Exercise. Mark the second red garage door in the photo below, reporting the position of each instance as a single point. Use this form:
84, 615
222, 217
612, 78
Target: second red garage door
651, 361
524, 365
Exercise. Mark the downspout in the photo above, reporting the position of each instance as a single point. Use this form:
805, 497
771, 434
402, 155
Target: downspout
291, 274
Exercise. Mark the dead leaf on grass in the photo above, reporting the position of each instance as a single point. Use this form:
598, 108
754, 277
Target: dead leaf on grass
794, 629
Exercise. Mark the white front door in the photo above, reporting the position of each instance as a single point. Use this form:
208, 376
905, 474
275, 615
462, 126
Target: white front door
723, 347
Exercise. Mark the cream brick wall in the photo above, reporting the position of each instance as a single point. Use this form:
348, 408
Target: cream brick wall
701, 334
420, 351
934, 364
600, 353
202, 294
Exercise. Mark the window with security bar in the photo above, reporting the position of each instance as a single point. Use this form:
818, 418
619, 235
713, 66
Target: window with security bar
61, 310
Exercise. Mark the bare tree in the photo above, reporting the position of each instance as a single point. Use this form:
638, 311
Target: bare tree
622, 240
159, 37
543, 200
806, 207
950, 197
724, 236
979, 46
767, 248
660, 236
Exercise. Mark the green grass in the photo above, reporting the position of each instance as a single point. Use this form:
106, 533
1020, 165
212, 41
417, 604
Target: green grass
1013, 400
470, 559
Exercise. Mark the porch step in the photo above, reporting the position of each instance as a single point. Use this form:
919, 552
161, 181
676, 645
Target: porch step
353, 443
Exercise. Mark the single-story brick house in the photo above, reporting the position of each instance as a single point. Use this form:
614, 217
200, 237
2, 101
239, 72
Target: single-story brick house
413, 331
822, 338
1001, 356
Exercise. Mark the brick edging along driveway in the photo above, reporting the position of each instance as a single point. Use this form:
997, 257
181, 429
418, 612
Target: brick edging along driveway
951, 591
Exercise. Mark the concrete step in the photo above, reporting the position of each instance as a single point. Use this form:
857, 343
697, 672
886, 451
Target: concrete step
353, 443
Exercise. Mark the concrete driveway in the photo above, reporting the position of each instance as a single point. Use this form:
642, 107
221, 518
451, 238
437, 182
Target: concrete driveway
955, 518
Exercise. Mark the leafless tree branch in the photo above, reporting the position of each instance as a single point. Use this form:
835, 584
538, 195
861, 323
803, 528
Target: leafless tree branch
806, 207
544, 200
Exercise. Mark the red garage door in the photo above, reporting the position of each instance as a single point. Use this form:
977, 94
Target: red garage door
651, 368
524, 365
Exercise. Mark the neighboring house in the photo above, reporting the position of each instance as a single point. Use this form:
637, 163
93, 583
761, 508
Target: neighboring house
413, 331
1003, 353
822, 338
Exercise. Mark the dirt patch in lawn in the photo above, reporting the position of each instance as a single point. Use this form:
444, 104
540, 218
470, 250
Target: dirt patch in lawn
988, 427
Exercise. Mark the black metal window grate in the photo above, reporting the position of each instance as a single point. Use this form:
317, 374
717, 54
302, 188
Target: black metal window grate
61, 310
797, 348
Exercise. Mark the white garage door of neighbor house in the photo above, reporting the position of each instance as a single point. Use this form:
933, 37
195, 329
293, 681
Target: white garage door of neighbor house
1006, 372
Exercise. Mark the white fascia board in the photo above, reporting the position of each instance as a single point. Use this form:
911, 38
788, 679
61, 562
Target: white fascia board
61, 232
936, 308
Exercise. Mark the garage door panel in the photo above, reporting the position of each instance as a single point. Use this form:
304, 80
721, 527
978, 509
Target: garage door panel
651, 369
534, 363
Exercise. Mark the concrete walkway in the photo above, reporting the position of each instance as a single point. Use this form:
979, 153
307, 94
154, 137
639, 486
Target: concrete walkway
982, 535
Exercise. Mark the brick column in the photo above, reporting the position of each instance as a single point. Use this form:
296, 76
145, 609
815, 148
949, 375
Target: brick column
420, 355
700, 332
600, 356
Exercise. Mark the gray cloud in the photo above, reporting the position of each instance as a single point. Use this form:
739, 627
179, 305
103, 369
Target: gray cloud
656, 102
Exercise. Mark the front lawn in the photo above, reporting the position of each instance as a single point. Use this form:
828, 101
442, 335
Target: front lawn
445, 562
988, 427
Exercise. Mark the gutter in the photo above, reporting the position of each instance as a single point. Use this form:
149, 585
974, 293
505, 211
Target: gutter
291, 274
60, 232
* * * *
Give exactly the lines from the one with "Exercise. Mark the concrete walkway" to the end of the entries, nothing before them.

Result below:
Exercise. Mark the concrete walkway in the photo above, reporting the position of each instance as a single point. Use this form:
979, 153
307, 94
154, 137
639, 486
Target: concrete walkway
982, 535
Exercise. Mark the brick column in the photo above, reporting the position of each instance as a single point. Use this form:
296, 76
145, 609
815, 148
949, 375
Target: brick column
420, 355
700, 332
600, 356
Exercise. Mark the gray cloud in the photo above, reporting the position of each instance as a single point. Use this form:
739, 627
179, 305
103, 369
Target: gray cloud
656, 102
Exercise. Mark the front lawn in the photo above, reporting the position of each instance as a single point. Use this form:
828, 101
442, 335
Target: front lawn
445, 562
988, 427
Exercise. Mark the gutter in the photo above, reporting the position of each instance as a single point. Use this form:
149, 585
974, 293
505, 211
Target: gutter
291, 274
60, 232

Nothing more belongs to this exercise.